**Aim of the exercise**
Rewrite the material below with every instance of "rough mask" switched to "coarse mask", leaving everything else unchanged.

Stored entries:

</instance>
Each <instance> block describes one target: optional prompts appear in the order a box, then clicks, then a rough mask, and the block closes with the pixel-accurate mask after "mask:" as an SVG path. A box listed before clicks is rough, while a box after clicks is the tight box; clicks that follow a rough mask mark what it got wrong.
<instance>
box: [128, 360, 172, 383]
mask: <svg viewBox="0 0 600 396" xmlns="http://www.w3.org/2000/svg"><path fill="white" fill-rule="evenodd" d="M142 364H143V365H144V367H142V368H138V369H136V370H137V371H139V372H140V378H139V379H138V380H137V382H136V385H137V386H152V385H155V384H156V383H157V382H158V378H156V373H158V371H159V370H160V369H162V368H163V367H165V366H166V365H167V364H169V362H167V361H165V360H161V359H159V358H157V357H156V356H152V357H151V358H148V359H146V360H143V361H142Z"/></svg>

**Answer space**
</instance>
Each <instance> block describes one target: optional prompts appear in the order a box, then clicks, then a coarse mask, and the block closes with the pixel-accurate mask after "mask:" as an SVG path. A box listed before clicks is rough, while a box after clicks is the tight box; clicks that follow a coarse mask mark what it got wrong.
<instance>
box: [128, 360, 172, 383]
mask: <svg viewBox="0 0 600 396" xmlns="http://www.w3.org/2000/svg"><path fill="white" fill-rule="evenodd" d="M142 364H143V365H144V367H142V368H138V369H136V370H137V371H139V372H140V378H139V379H138V380H137V382H136V385H137V386H152V385H155V384H156V383H157V382H158V378H156V373H158V371H159V370H160V369H162V368H163V367H165V366H166V365H167V364H169V362H167V361H165V360H161V359H159V358H157V357H156V356H152V357H151V358H148V359H146V360H143V361H142Z"/></svg>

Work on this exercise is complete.